● Task description
A faithful, word-for-word copy of the records is required, and it must contain no pictures.

*** Dataset extract Section Begins ***

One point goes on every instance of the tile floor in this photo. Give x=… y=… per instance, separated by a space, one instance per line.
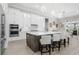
x=20 y=48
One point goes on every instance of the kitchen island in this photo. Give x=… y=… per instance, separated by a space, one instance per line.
x=33 y=39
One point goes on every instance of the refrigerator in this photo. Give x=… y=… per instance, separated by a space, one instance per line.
x=2 y=31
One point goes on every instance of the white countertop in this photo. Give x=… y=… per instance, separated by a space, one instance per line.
x=44 y=33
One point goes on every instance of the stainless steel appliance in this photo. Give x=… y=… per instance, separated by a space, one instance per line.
x=2 y=30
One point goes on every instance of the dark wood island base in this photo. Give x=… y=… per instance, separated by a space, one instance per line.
x=33 y=42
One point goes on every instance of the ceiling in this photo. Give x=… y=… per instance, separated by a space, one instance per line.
x=58 y=10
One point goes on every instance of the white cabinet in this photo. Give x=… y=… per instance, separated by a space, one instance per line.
x=39 y=21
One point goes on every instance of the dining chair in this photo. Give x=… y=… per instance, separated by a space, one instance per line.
x=45 y=44
x=56 y=41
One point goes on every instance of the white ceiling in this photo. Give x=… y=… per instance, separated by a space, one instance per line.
x=52 y=9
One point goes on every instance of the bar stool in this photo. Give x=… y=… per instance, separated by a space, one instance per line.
x=67 y=38
x=56 y=41
x=45 y=42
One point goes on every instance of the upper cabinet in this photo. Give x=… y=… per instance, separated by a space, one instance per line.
x=39 y=21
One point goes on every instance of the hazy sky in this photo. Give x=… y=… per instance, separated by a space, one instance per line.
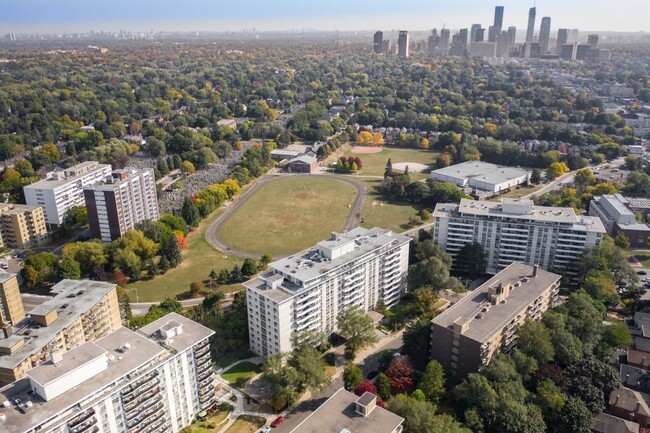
x=83 y=15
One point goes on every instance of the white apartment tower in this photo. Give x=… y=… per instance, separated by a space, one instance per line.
x=63 y=189
x=120 y=201
x=155 y=380
x=515 y=230
x=308 y=290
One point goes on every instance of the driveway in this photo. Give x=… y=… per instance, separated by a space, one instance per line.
x=211 y=234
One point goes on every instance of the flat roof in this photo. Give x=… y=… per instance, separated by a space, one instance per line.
x=72 y=359
x=339 y=412
x=192 y=331
x=565 y=215
x=120 y=364
x=499 y=315
x=72 y=299
x=481 y=171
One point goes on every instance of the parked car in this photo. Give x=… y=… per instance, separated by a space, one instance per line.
x=276 y=422
x=372 y=375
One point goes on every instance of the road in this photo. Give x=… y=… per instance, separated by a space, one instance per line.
x=211 y=233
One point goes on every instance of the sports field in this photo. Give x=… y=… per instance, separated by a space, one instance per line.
x=289 y=214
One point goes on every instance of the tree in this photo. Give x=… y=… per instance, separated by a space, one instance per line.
x=400 y=374
x=249 y=267
x=556 y=169
x=357 y=328
x=470 y=260
x=432 y=383
x=365 y=386
x=190 y=212
x=187 y=167
x=352 y=376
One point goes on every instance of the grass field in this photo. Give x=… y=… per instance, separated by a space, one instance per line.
x=243 y=370
x=199 y=258
x=375 y=163
x=289 y=214
x=247 y=424
x=379 y=212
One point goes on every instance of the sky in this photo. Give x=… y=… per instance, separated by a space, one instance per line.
x=67 y=16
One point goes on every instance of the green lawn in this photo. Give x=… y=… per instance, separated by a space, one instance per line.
x=199 y=258
x=289 y=214
x=244 y=370
x=247 y=424
x=375 y=163
x=378 y=211
x=643 y=256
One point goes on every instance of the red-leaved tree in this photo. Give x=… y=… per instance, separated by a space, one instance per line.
x=400 y=374
x=365 y=386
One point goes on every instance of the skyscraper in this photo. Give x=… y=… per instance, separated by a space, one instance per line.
x=378 y=42
x=530 y=31
x=545 y=34
x=403 y=44
x=498 y=17
x=562 y=39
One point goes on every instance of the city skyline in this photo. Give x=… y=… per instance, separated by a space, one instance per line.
x=265 y=15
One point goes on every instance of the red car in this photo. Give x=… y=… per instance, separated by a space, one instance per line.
x=279 y=420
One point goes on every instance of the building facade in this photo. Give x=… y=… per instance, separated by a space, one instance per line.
x=156 y=380
x=120 y=201
x=63 y=189
x=22 y=226
x=515 y=230
x=11 y=304
x=484 y=323
x=308 y=290
x=80 y=311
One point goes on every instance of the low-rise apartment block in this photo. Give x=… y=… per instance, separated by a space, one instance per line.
x=515 y=230
x=22 y=226
x=308 y=290
x=62 y=189
x=484 y=323
x=155 y=380
x=80 y=311
x=618 y=218
x=120 y=201
x=346 y=412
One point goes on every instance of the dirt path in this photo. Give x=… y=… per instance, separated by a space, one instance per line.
x=211 y=233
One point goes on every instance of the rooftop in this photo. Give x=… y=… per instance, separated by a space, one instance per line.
x=485 y=319
x=61 y=177
x=326 y=256
x=339 y=413
x=481 y=171
x=121 y=363
x=521 y=209
x=72 y=299
x=191 y=334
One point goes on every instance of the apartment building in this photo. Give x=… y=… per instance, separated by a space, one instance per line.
x=484 y=323
x=120 y=201
x=11 y=305
x=62 y=189
x=515 y=230
x=22 y=226
x=346 y=412
x=155 y=380
x=308 y=290
x=79 y=311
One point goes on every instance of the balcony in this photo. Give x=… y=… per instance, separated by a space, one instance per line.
x=81 y=418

*** Dataset extract Section Ends ***

● Answer section
One point goes on every instance of the tile floor in this photo. Give x=… y=… per instance, separated by a space, one instance per line.
x=20 y=48
One point goes on every instance of the kitchen island in this photo. Give x=… y=… per instance, separated by a space, one instance per line.
x=33 y=39
One point goes on every instance of the refrigerator in this photo. Give x=… y=… per instance, separated by a space, one instance per line.
x=2 y=31
One point goes on every instance of the white countertop in this photo. Give x=… y=… per instance, separated by a space, one instance per line.
x=44 y=33
One point goes on every instance of the stainless steel appliance in this photo. Give x=… y=… per instance, separated by a space, one instance per line.
x=2 y=30
One point goes on every instance of the dark wood island base in this photo. Give x=… y=… per instance, separated by a space, one instance per line.
x=33 y=42
One point goes on every instance of the ceiling in this photo. Give x=… y=… per instance, separated by a space, one instance per line.
x=58 y=10
One point goes on every instance of the white cabinet in this photo. Give x=… y=… per instance, separated by a space, one instance per line.
x=39 y=21
One point goes on every instance of the dining chair in this photo. Give x=… y=… per instance, separated by a space, one instance per line.
x=45 y=44
x=56 y=41
One point goes on every instance of the white ceiling in this photo. Give x=… y=… per instance, separated by a space, one instance per line.
x=52 y=9
One point goes on every instance of the bar stool in this photo. Give x=… y=… per instance, separated by a space, one instance per line.
x=67 y=38
x=56 y=41
x=45 y=42
One point goes on every instance of the upper cabinet in this photo. Give x=… y=… per instance, separated by a space, one instance per line.
x=39 y=21
One point goes on every instance of the hazy sky in this photo. Give x=… y=… per instance, separated by a space, one instance per line.
x=83 y=15
One point goes on every instance of the white apartment tower in this photo. Give x=… y=… per instance, separated by a space, one instance per line.
x=63 y=189
x=120 y=201
x=155 y=380
x=515 y=230
x=308 y=290
One point goes on every instance of the driveway in this photo. Give x=… y=… per instance, separated by a space, one instance per line.
x=211 y=234
One point goes on every instance of the flat roof in this photo. Give x=… y=… per instance, separated by a space, one instance per line.
x=72 y=359
x=339 y=412
x=192 y=331
x=565 y=215
x=120 y=364
x=499 y=315
x=72 y=299
x=481 y=171
One point goes on every instance of the parked car in this photo. Give x=… y=… per instance, separated by a space, one instance per line.
x=276 y=422
x=372 y=375
One point goes on every instance of the road in this photo. Give x=… y=… per instance, separated by a space, one instance per line.
x=211 y=233
One point goes on every instance of the sports field in this photo. Give x=… y=… per instance, separated by a space, one instance per line.
x=289 y=214
One point goes on every instance of the tree in this photo. Give x=… y=… per instance, separated by a space, one instance per line.
x=400 y=374
x=249 y=267
x=556 y=169
x=357 y=328
x=470 y=260
x=432 y=383
x=365 y=386
x=190 y=212
x=187 y=167
x=352 y=376
One point goes on every instance of the grass field in this photo. Give x=… y=… per instance, separated by a space, one instance per line.
x=243 y=370
x=199 y=258
x=375 y=163
x=289 y=214
x=247 y=424
x=379 y=212
One point goes on every instance of the sky in this photo. Give x=… y=… per instance, separated by a space, one instance per line.
x=67 y=16
One point goes on every instance of the green lawn in this photo. Give x=… y=… per instance, separated by a space, one instance per line.
x=199 y=258
x=289 y=214
x=244 y=370
x=247 y=424
x=375 y=163
x=378 y=211
x=643 y=256
One point goes on every instance of the red-leaved tree in this photo. Give x=… y=… per instance, separated by a space, one instance per line.
x=400 y=374
x=365 y=386
One point goes on every instance of the skyscraper in this photo. Give x=… y=… per instance, separated by a space, one instance per line.
x=378 y=42
x=530 y=31
x=545 y=34
x=403 y=44
x=498 y=17
x=562 y=39
One point goes on every instance of the city skyline in this photo. Give x=… y=… per instance, separated by a space, one instance per line.
x=265 y=15
One point goes on every instance of the red car in this photo. Give x=… y=… per instance, separated by a space, one instance per line.
x=279 y=420
One point goes on every instance of the building facade in this photo. Give x=… y=… per instance, separated by a space, one instance per line.
x=156 y=380
x=120 y=201
x=63 y=189
x=22 y=226
x=515 y=230
x=11 y=304
x=484 y=323
x=308 y=290
x=80 y=311
One point goes on every instance of the low-rise apartment block in this photo. Give x=… y=… per instance, separated by a space, one instance per line.
x=515 y=230
x=22 y=226
x=308 y=290
x=62 y=189
x=484 y=323
x=155 y=380
x=80 y=311
x=618 y=218
x=120 y=201
x=346 y=412
One point goes on every instance of the dirt path in this photo. Give x=… y=… per instance, separated by a space, one instance per line.
x=211 y=233
One point goes on every instance of the rooftop in this photo. Give x=… y=… per instance, separated by a space, one instance per line.
x=485 y=319
x=61 y=177
x=326 y=256
x=339 y=413
x=481 y=171
x=121 y=363
x=521 y=209
x=72 y=299
x=191 y=334
One point goes on every instance of the apartment building in this photo. Give x=… y=… per instance, separated by a space, one instance per line.
x=484 y=323
x=120 y=201
x=11 y=305
x=62 y=189
x=515 y=230
x=22 y=226
x=346 y=412
x=155 y=380
x=308 y=290
x=79 y=311
One point goes on every instance of the balcony in this photo. Give x=… y=… per instance, separated by a space, one instance per line.
x=81 y=418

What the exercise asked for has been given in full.